Prossiga com o texto sobre a violência contra a mulher em Sergipe e a Lei Maria da Penha, começando logo após a última frase apresentada.

----- TEXTO DO DOCUMENTO -----

Em 2022, foram registrados mais de 11 mil delitos de ocorrências criminais relacionadas à Lei Maria da Penha pela Coordenadoria de Estatística e Análise Criminal (Ceacrim), da Secretaria de Estado da Segurança Pública (SSP/SE), entre ameaças, lesão corporal, vias de fato, injúria, perseguição, difamação, entre outros. No ano passado, 19 mulheres foram vítimas de feminicídio em Sergipe, crime tipificado pela lei 13.104/15, que se refere ao assassinato de mulheres cometido em razão do gênero. Ou seja, a vítima é morta por ser mulher. Nos anos de 2021 e 2022, foram 3.797 ocorrências de lesão corporal no estado, sendo 1.996 em 2022 e 1.801 em 2021.
A Lei Maria da Penha (Lei nº 11.340/06) trouxe maior enfoque à assistência à vítima de violência doméstica direcionada ao gênero feminino. A legislação prevê como violência contra mulher qualquer forma de agressão física, sexual, psicológica ou moral, praticada em ambiente doméstico, familiar, ou em qualquer outro lugar, desde que baseada no gênero.
Todo mundo mete a colher
As ações penais referentes à violência doméstica independem da vontade da vítima. Assim, qualquer pessoa pode denunciar o caso, a fim de repelir a continuidade da agressão. “Em 2020, na fase inicial da pandemia, a gente já começou a observar um acréscimo de denúncias por parte de terceiros e isso tem feito diferença no combate a esse tipo de violência”, disse a titular da Delegacia Especializada de Atendimento à Mulher.

----- INFORMAÇÕES EXTRAÍDAS -----

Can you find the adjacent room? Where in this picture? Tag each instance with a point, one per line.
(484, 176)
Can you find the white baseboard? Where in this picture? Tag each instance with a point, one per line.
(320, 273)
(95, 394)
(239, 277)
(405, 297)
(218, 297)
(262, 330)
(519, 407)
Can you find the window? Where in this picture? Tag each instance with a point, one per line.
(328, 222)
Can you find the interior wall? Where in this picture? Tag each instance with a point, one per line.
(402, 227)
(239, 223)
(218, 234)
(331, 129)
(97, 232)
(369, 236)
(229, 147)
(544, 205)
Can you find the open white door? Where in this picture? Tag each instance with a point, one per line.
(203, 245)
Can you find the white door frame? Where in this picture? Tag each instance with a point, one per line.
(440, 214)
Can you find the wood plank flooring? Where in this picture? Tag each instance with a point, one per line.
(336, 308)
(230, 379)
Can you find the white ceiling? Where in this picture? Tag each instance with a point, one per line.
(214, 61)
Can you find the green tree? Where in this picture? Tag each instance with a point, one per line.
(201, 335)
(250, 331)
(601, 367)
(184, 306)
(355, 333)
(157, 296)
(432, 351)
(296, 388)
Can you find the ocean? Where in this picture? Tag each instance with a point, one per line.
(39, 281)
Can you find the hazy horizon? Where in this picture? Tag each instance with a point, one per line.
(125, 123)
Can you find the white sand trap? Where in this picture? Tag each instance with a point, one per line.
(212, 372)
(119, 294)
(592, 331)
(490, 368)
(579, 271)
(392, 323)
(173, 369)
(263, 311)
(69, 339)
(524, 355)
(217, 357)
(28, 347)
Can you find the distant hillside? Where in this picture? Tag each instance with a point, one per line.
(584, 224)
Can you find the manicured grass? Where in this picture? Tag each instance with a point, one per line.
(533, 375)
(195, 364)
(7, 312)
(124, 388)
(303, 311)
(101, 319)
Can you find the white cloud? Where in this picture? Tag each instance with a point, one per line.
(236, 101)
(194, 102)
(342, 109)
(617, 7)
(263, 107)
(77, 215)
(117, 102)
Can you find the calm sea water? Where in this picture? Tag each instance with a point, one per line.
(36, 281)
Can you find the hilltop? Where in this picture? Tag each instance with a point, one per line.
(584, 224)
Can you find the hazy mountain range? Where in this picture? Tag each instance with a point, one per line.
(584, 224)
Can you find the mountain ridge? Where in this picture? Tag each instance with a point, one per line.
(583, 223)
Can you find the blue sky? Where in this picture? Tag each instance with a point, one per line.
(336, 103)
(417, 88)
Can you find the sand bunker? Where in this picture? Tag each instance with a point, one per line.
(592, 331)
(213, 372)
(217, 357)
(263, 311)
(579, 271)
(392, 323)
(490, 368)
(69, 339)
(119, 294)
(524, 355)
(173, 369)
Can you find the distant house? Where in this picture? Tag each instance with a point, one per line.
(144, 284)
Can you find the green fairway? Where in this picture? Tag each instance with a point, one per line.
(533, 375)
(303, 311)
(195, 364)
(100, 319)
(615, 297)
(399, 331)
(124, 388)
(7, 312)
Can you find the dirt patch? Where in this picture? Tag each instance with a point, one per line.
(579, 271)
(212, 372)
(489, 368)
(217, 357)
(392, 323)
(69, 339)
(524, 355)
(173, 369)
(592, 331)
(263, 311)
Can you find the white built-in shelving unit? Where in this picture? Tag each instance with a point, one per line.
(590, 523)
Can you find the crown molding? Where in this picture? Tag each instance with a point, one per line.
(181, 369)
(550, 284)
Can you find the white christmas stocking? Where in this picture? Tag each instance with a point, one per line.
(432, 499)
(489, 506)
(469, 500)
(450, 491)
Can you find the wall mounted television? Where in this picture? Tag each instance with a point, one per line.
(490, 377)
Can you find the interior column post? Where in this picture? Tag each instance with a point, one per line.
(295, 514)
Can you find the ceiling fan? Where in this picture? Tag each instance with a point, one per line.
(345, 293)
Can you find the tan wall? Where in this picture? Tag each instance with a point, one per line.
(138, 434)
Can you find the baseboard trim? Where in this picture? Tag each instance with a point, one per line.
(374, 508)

-----

RESPOSTA AO EXERCÍCIO =>
São vários os canais para denúncia: se a violência tiver acabado de acontecer, deve ser acionado o 190, para que a polícia tente fazer uma prisão em flagrante. Caso não seja possível, a vítima pode ir pessoalmente ao Departamento de Atendimento a Grupos Vulneráveis (DAGV) ou procurar a delegacia da sua cidade. Também existe o Disque Denúncia, por meio dos números 180 ou 181.
Relacionamento tóxico
Um relacionamento tóxico nem sempre é fácil de identificar, como relata a publicitária V.P. “Nunca conseguia ver isso quando estava vivendo a relação. Não enxergava a situação abusiva, na qual eu era colocada como louca, como ciumenta, questionada por coisas triviais e silenciada. Também me isolei de minhas amigas, porque ele não gostava delas. E quando acabou o relacionamento eu achava que eu era a errada, até perceber que eu estava vivendo uma relação abusiva”, conta.
Mesmo dizendo que não passaria mais por isso, depois V.P. se percebia, novamente, num relacionamento em que vivia comportamentos semelhantes aos das relações anteriores. “Na minha relação seguinte se repetiu e acabei porque estávamos tendo muitas brigas e, em algumas situações, quando ele tinha bebido, ficava muito agressivo, embora nunca tenha havido agressão física”, diz, ao acrescentar que depois também descobriu que ele estava com outra pessoa ao mesmo tempo que estava com ela e ainda quis se colocar como vítima da situação.
Na terceira ocasião, ela achava que era só um relacionamento casual, sem compromisso, mas acabou se apegando, abrindo o coração e a pessoa falou que não estava pronta para uma relação. “Mas, quando eu decidi acabar, ele ficava o tempo todo atrás de mim”, revela a publicitária.
Hoje, V.P vive um relacionamento no qual há respeito mútuo e segue na terapia para lidar com as sequelas das experiências anteriores. “Hoje consigo visualizar, de forma mais gritante, o quanto eram tóxicas essas relações, porque estou vivendo uma relação saudável pela primeira vez na minha vida, com 34 anos”, diz.